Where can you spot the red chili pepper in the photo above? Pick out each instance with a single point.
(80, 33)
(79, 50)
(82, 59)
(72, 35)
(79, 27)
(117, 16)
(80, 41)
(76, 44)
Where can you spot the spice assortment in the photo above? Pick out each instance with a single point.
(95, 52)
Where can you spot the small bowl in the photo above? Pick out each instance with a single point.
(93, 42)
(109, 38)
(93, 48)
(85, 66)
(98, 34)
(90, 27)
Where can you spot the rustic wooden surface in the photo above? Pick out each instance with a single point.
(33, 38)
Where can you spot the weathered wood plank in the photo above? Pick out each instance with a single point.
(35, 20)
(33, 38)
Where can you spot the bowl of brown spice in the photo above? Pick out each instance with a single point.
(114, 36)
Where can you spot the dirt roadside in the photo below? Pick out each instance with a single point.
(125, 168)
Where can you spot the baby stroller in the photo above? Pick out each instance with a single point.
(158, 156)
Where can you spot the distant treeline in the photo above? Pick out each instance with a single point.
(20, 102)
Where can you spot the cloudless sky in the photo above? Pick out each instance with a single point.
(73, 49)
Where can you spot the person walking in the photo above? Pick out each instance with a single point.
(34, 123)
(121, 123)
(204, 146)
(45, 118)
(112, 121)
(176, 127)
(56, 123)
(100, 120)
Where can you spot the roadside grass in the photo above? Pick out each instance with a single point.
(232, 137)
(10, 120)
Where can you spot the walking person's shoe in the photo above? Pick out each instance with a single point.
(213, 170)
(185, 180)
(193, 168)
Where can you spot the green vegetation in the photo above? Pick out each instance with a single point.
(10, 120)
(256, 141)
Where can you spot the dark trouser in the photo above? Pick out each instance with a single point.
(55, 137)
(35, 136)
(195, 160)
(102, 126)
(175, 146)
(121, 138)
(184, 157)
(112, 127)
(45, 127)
━━━━━━━━━━
- _Challenge_:
Extract the entire listing above line for line, preserving every character and the original order.

- _Full answer_:
Where can you spot the red chili pepper in the photo above? Pick out each instance with a single point.
(80, 33)
(79, 50)
(82, 59)
(72, 35)
(79, 27)
(117, 16)
(80, 41)
(76, 44)
Where can you spot the spice assortment in the photo above? Pick out each instance with a single point.
(95, 52)
Where can you spot the small bowl in the photo above? Pick out each instance with a single point.
(93, 42)
(109, 38)
(93, 48)
(85, 66)
(98, 34)
(90, 27)
Where can you spot the rustic wooden surface in the photo above? Pick out each instance with a single point.
(33, 38)
Where can you spot the weathered wood plank in the photo above? Pick out each instance with a single point.
(35, 20)
(33, 38)
Where can you spot the bowl of brown spice in the photo above? Pick out each instance with a single point.
(114, 36)
Where can you spot the dirt roadside in the photo below? Pick out each instance with a single point.
(125, 168)
Where can you spot the baby stroller in the photo above? Pick out each instance with a single point.
(158, 156)
Where can you spot the distant treeline in the photo above? Pick out each instance with a single point.
(20, 102)
Where can you spot the cloudless sky in the photo above? Pick out each instance with a single point.
(73, 49)
Where can you spot the person walking in the photo above? Pick out each instance with a single point.
(34, 123)
(121, 123)
(204, 146)
(45, 118)
(112, 121)
(176, 127)
(56, 123)
(100, 120)
Where can you spot the roadside grass in the photo above? Pick out each instance with a single point.
(232, 137)
(10, 120)
Where can you spot the walking person's shoe in the photo above? Pick out each instance with a single point.
(213, 170)
(185, 180)
(193, 168)
Where can you spot the green vegetation in the photo above? Pick out each instance with a single point.
(10, 120)
(256, 141)
Where can you spot the dark trouser in the photo above? Pick out each instance with a single point.
(55, 137)
(35, 136)
(195, 160)
(102, 126)
(175, 146)
(121, 138)
(184, 157)
(112, 127)
(45, 127)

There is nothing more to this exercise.